[Extract]:
▼
This is an automated email from the ASF dual-hosted git repository.

tqchen pushed a commit to branch main
in repository https://gitbox.apache.org/repos/asf/tvm-ffi.git



The following commit(s) were added to refs/heads/main by this push:
     new 3dd7a81  [REFACTOR][FEAT] Introduce generic value protocol (#312)
3dd7a81 is described below

commit 3dd7a8173363bdf79806610818121e83e99b3b56
Author: Tianqi Chen <[email protected]>
AuthorDate: Thu Dec 4 18:57:46 2025 -0500

    [REFACTOR][FEAT] Introduce generic value protocol (#312)
    
    This is a generic protocol that gives ability for
    classes to declare how they will convert to tvm-ffi compatible values.
    Also did a round of refactor to consolidate classes in python helpers.
▲
[Exercise set]:
A – Copy the records word for word, everything from the start of the records down to the line containing "544;292;1000;318". Leave out the pictures.
B – Write what comes next in the commit email about the generic value protocol, picking up after its last line.

[Data for this exercise]:
▼
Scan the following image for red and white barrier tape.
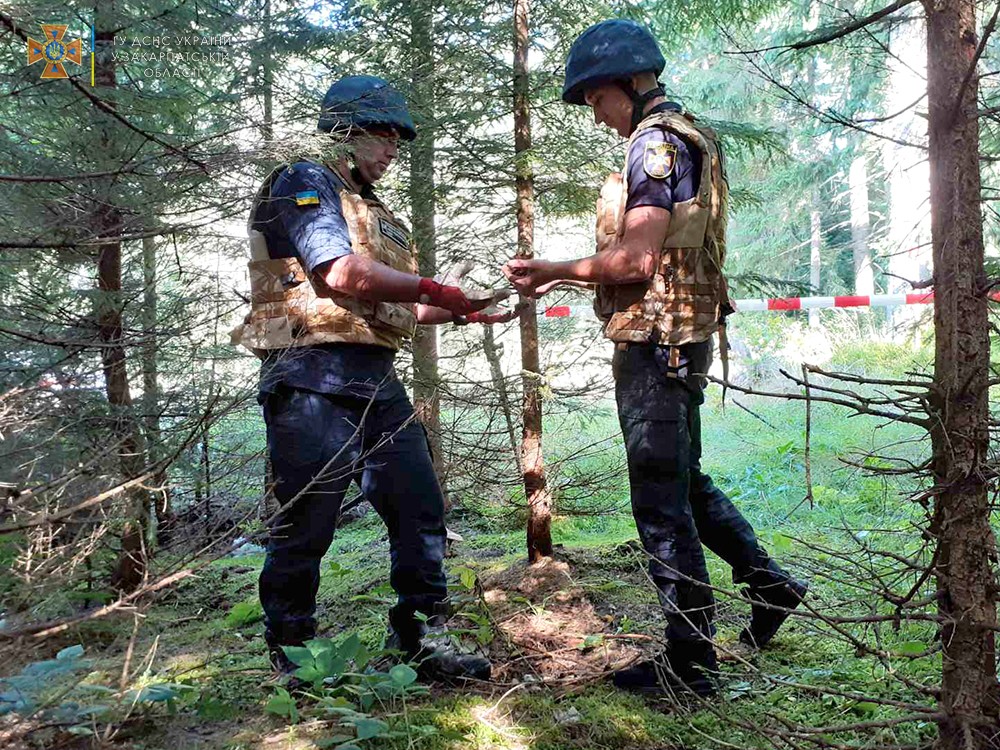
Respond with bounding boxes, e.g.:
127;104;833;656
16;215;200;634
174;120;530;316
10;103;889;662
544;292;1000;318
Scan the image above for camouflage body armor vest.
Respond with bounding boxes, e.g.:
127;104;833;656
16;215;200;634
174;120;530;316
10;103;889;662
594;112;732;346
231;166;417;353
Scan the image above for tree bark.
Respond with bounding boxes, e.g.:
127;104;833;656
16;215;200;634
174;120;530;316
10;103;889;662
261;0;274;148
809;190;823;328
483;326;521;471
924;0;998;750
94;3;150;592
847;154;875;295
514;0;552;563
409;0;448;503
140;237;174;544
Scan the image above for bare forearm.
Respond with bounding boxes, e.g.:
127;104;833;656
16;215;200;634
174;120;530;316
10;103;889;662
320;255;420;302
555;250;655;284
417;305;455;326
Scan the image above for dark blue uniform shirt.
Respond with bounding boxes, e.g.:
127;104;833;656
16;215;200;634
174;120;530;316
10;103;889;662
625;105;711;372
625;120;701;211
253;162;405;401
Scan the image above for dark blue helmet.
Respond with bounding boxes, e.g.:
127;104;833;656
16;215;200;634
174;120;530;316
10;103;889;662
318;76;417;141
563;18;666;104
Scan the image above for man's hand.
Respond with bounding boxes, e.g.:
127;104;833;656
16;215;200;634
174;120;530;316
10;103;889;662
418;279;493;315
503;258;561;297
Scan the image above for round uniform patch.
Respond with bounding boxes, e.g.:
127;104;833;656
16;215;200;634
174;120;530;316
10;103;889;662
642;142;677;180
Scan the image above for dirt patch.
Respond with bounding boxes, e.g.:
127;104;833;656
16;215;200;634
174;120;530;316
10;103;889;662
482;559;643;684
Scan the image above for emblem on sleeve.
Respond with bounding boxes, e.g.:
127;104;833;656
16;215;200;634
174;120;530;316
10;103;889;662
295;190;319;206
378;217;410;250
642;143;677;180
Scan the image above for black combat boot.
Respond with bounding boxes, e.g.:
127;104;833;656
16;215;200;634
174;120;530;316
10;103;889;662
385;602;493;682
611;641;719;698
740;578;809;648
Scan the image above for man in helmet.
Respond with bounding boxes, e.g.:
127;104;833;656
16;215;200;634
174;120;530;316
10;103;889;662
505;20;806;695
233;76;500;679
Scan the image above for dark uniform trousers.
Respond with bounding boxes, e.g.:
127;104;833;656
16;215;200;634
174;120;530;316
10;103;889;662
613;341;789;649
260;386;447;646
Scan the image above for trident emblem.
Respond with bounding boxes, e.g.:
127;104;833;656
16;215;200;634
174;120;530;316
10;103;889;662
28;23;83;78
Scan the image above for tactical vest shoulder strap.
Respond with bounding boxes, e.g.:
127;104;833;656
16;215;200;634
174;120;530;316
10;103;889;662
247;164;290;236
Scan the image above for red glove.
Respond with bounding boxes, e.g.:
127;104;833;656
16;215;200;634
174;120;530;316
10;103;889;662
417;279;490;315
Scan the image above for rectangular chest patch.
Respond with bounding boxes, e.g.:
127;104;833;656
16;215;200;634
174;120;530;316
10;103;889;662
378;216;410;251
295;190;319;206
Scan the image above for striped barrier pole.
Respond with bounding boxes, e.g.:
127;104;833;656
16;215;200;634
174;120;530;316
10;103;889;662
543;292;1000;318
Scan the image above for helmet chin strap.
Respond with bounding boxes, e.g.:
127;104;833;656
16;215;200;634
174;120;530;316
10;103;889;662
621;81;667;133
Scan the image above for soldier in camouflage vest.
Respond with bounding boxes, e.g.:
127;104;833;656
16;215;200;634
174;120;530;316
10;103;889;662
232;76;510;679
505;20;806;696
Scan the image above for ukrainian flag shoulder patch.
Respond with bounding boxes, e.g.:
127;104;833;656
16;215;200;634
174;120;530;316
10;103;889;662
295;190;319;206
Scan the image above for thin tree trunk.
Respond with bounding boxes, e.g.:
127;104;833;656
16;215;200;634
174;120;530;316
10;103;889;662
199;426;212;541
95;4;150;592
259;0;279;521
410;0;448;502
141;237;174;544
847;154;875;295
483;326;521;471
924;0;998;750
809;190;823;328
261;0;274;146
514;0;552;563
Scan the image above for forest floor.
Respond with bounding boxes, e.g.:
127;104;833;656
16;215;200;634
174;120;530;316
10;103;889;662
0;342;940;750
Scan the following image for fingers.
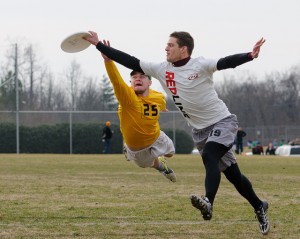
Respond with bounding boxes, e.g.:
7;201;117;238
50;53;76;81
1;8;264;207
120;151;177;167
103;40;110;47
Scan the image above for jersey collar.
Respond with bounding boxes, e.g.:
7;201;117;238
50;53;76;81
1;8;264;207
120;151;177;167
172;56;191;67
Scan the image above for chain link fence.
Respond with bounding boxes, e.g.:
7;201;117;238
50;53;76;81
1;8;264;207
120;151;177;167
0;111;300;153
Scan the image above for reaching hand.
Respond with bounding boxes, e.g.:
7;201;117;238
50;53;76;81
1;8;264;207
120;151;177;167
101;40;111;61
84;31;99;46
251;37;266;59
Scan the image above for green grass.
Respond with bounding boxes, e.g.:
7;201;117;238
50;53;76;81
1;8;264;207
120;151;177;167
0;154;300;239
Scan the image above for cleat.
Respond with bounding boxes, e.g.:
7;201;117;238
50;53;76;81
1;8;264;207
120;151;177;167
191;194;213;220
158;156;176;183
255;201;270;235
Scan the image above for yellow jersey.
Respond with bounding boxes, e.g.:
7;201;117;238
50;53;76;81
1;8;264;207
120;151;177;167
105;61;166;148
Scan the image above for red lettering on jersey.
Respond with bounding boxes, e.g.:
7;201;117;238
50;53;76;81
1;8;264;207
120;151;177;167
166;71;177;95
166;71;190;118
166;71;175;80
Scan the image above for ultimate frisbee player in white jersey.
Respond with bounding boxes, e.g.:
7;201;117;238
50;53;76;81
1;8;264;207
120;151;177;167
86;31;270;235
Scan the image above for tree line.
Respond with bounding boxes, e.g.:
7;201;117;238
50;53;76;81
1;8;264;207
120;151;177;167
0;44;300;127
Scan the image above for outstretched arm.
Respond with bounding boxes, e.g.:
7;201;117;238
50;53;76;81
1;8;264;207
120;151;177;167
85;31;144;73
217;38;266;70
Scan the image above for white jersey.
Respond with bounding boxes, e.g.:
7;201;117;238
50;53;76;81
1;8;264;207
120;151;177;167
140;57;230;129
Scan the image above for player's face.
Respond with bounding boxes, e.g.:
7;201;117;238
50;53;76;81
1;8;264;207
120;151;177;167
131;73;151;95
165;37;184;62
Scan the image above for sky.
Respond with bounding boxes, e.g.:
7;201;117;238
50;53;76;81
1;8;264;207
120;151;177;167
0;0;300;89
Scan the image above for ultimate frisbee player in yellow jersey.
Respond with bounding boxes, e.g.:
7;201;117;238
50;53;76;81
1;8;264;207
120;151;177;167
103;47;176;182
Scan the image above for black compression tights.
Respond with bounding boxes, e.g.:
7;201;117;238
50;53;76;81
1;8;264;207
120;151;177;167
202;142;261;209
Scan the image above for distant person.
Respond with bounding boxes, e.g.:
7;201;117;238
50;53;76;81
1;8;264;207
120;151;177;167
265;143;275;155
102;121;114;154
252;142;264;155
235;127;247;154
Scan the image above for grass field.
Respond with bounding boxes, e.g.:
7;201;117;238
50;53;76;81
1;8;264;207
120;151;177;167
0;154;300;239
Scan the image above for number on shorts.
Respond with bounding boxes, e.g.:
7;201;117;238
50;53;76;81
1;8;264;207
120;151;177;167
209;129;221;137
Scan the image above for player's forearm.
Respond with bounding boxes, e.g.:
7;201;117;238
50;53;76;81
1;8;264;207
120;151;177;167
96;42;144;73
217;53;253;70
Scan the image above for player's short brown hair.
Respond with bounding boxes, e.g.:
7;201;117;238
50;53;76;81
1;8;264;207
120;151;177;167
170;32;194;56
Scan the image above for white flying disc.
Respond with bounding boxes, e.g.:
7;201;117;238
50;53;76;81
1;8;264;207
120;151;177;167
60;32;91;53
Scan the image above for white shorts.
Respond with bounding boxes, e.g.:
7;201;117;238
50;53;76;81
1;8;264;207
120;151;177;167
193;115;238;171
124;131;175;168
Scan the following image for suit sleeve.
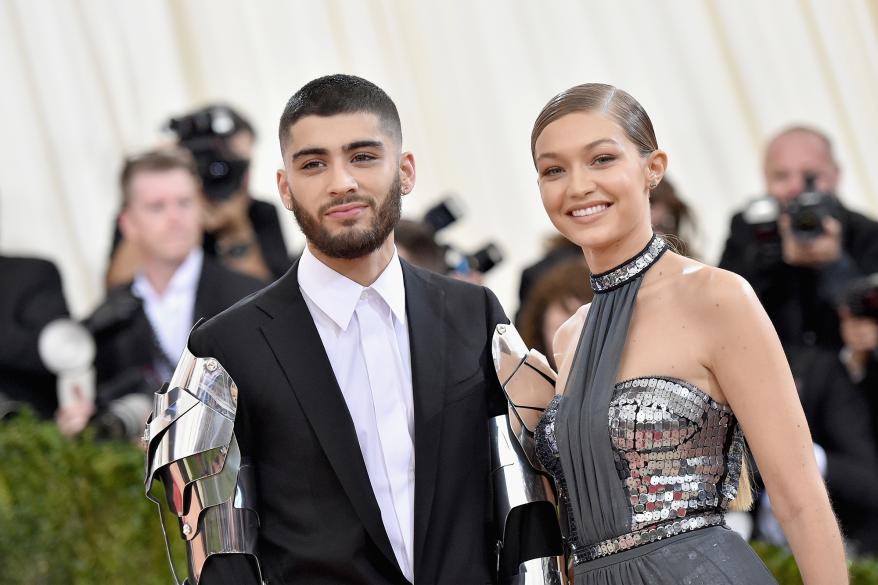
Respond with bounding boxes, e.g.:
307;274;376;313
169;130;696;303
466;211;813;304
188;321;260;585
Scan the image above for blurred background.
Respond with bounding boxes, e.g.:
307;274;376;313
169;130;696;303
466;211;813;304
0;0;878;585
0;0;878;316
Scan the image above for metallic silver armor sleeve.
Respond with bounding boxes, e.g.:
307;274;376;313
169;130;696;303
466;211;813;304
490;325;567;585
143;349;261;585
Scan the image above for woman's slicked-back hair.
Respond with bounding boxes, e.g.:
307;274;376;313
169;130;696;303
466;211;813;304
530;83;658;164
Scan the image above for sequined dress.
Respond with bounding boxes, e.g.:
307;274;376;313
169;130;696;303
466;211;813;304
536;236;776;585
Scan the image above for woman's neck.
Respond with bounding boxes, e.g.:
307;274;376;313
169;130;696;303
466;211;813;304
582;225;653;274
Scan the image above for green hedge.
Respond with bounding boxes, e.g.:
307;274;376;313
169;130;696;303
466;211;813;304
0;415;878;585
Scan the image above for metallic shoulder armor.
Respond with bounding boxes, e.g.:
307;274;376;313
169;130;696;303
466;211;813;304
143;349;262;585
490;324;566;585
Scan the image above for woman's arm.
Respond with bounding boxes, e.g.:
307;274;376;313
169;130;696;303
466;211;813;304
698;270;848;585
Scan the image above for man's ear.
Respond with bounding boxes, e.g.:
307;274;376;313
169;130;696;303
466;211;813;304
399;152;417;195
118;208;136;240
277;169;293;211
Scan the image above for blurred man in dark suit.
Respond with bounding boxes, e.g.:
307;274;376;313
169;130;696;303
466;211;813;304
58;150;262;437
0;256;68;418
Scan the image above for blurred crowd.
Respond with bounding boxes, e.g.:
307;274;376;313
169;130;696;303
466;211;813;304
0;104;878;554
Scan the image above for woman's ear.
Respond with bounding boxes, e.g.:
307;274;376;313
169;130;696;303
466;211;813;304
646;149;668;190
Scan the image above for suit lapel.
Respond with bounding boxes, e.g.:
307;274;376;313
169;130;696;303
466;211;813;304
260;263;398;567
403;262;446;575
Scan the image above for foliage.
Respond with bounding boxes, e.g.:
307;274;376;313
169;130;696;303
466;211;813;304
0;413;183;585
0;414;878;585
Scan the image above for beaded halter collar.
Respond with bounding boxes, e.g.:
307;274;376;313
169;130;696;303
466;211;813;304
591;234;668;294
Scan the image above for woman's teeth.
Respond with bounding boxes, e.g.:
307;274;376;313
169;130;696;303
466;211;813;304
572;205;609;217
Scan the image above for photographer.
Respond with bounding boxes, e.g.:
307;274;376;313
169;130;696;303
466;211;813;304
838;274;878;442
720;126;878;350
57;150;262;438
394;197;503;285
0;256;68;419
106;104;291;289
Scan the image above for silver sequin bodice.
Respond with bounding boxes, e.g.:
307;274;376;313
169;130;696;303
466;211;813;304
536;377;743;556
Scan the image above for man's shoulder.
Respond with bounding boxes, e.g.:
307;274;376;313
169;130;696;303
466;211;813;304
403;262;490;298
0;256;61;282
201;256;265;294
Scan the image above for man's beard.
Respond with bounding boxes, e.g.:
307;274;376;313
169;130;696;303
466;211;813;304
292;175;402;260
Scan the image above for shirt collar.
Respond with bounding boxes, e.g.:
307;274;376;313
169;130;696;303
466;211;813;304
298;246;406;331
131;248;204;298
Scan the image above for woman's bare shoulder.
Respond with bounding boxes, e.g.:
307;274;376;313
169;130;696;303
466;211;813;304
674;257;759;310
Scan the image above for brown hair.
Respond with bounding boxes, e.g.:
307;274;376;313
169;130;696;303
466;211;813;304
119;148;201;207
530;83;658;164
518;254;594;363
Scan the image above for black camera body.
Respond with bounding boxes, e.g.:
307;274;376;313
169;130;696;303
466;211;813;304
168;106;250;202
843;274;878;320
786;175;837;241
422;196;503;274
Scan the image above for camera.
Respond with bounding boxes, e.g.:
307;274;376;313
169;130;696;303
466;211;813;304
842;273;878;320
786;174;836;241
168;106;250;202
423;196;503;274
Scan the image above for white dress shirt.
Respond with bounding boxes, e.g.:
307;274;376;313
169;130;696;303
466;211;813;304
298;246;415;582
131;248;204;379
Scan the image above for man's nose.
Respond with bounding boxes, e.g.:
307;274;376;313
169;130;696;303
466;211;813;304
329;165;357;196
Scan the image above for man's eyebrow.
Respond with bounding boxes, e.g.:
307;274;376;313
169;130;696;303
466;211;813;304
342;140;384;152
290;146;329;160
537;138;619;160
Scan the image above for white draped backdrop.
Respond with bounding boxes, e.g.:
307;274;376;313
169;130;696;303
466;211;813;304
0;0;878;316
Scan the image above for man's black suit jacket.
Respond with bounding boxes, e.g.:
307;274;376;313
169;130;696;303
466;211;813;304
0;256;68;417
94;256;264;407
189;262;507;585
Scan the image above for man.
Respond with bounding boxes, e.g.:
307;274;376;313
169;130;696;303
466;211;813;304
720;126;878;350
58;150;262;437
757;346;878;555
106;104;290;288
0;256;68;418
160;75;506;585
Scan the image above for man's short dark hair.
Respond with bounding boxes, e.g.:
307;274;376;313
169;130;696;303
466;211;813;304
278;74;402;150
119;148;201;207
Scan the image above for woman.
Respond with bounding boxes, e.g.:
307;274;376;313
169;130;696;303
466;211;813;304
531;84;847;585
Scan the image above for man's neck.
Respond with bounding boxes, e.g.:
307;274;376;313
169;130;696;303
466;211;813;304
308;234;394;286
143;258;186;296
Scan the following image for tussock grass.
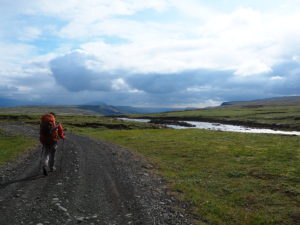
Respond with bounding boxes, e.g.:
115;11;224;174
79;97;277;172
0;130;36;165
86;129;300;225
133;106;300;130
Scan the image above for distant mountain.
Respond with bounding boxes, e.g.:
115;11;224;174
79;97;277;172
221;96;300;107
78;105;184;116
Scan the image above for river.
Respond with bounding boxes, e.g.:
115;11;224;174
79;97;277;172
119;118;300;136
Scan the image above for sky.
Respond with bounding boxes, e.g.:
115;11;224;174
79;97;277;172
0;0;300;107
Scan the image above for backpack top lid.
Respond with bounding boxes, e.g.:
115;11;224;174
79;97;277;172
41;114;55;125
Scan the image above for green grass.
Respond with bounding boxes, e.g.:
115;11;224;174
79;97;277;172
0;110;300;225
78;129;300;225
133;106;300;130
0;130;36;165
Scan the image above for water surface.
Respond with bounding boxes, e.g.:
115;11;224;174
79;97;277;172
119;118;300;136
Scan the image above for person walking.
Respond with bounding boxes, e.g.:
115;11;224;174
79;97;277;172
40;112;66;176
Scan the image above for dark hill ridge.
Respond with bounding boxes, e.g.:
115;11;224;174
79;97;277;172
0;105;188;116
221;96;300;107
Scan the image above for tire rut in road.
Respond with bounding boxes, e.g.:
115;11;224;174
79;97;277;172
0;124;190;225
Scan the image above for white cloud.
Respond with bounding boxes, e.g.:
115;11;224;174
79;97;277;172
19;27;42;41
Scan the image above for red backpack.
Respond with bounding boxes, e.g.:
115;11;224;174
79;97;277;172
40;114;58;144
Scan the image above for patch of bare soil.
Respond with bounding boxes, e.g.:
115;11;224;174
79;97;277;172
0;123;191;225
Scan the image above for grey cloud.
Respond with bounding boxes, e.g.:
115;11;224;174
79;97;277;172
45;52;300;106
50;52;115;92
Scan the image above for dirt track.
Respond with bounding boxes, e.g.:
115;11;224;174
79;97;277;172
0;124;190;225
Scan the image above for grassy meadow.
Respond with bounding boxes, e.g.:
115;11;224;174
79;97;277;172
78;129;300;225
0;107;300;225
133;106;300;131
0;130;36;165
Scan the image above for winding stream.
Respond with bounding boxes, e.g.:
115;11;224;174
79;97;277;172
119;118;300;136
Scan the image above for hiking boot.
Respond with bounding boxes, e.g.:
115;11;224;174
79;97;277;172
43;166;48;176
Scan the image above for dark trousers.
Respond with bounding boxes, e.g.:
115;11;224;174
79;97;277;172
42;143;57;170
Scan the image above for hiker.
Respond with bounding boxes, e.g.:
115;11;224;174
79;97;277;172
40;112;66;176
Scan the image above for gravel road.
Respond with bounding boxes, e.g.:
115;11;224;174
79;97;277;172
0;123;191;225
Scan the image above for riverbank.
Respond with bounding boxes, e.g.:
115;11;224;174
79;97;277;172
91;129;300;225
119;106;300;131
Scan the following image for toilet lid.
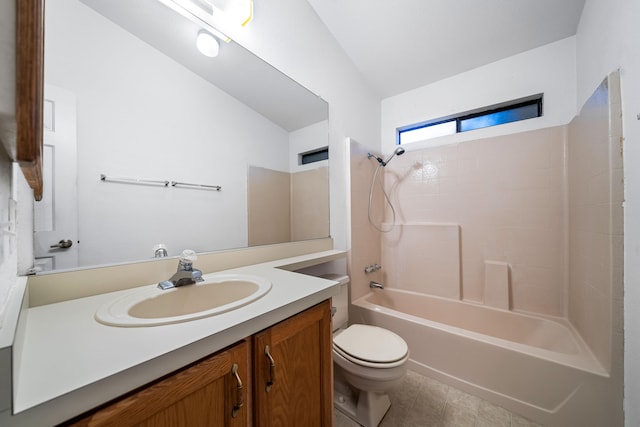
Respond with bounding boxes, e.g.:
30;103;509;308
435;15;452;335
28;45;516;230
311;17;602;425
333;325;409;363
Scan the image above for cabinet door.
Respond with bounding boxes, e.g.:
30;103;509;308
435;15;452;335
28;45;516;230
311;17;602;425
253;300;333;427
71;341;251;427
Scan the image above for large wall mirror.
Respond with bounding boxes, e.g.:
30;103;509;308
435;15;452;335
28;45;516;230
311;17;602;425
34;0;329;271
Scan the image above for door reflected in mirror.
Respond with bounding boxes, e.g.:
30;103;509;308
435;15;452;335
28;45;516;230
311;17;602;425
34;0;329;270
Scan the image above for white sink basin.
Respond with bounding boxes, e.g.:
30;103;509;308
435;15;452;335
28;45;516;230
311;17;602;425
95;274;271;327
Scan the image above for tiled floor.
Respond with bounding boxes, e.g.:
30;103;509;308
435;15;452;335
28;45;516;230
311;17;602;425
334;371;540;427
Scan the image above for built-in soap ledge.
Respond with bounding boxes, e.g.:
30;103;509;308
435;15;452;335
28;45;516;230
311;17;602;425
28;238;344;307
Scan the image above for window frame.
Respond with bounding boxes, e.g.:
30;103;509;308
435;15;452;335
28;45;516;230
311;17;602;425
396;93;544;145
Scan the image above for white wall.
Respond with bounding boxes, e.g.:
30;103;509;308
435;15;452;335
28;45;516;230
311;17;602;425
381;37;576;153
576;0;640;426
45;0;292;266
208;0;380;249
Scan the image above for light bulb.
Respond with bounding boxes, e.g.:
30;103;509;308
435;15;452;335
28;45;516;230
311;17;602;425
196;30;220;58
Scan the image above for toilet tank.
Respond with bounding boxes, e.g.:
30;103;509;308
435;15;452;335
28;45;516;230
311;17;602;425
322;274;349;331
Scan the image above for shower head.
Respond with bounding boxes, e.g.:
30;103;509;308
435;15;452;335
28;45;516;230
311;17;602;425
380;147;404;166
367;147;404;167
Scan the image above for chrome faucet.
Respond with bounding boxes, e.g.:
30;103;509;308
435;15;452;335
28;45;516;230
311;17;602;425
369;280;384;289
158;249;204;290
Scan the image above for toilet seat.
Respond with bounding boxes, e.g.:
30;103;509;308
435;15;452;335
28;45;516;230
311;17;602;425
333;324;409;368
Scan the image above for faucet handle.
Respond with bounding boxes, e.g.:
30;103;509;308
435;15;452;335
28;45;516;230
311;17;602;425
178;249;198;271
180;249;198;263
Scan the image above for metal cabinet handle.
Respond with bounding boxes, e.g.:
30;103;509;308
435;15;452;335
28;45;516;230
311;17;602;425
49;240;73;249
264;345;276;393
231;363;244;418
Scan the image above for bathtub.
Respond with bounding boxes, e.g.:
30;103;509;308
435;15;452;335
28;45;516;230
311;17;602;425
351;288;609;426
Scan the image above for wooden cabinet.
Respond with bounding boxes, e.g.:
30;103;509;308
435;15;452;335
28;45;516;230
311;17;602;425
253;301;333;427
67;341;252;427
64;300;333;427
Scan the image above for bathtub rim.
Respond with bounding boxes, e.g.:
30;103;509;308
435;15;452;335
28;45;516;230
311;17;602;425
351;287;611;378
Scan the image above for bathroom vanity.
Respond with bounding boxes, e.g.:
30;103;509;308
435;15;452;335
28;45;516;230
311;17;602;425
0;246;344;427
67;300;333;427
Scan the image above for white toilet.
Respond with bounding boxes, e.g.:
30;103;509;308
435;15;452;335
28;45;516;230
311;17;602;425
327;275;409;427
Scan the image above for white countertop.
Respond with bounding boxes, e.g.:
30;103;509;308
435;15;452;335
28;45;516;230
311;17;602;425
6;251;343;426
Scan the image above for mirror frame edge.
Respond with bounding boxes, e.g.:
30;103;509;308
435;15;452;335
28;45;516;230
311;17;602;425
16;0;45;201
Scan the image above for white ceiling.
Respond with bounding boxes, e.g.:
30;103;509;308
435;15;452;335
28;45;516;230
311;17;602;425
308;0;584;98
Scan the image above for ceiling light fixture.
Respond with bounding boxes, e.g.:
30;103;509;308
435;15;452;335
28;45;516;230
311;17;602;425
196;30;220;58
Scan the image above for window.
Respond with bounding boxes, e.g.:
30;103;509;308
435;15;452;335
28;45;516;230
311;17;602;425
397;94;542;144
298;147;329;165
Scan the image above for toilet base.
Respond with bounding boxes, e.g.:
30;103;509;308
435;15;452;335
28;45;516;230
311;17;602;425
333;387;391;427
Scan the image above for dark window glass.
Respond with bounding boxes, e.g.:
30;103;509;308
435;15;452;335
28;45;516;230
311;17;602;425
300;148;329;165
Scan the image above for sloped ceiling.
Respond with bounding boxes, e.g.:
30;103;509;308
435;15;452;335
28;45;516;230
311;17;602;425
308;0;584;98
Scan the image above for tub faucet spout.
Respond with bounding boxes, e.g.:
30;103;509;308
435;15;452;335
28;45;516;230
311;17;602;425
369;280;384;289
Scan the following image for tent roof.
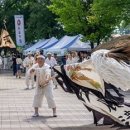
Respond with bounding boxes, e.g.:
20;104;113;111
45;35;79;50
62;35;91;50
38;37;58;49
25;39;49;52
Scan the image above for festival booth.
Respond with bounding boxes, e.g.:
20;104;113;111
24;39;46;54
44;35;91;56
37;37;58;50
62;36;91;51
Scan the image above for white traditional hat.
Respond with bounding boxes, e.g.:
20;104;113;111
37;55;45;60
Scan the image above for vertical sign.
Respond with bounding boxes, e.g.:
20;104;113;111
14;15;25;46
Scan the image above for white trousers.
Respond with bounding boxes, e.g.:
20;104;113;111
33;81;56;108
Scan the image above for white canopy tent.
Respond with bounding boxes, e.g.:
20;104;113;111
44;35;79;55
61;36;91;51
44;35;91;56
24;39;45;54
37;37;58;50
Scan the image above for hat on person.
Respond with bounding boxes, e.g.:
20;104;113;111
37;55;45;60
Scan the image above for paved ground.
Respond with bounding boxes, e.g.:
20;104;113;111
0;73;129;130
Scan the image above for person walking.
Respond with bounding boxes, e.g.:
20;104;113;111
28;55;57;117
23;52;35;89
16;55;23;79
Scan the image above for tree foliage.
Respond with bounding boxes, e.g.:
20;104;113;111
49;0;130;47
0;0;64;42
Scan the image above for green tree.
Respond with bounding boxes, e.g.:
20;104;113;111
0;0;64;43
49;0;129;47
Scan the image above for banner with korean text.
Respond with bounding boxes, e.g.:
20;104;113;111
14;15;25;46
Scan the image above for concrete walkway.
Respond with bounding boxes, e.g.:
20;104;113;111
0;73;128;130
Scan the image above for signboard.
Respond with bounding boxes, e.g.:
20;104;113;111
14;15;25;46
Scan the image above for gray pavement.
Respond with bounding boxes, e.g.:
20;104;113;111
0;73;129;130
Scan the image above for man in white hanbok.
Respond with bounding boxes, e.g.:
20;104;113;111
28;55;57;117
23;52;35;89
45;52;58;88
▲
[Exercise results]:
A –
Scan the following image for red and white barrier tape.
Respond with bounding boxes, e.g.:
127;104;833;656
16;215;200;634
174;120;530;316
10;103;889;662
544;292;1000;318

B –
---
 python/tvm_ffi/cython/base.pxi                 |   8 +
 python/tvm_ffi/cython/function.pxi             |  19 +++
 python/tvm_ffi/cython/tensor.pxi               |   2 +-
 python/tvm_ffi/cython/tvm_ffi_python_helpers.h | 228 +++++++++++++++----------
 tests/python/test_function.py                  |  19 +++
 tests/python/test_stream.py                    |   3 +
 tests/python/test_tensor.py                    |  23 +++
 tests/scripts/benchmark_dlpack.py              |  44 +++--
 8 files changed, 246 insertions(+), 100 deletions(-)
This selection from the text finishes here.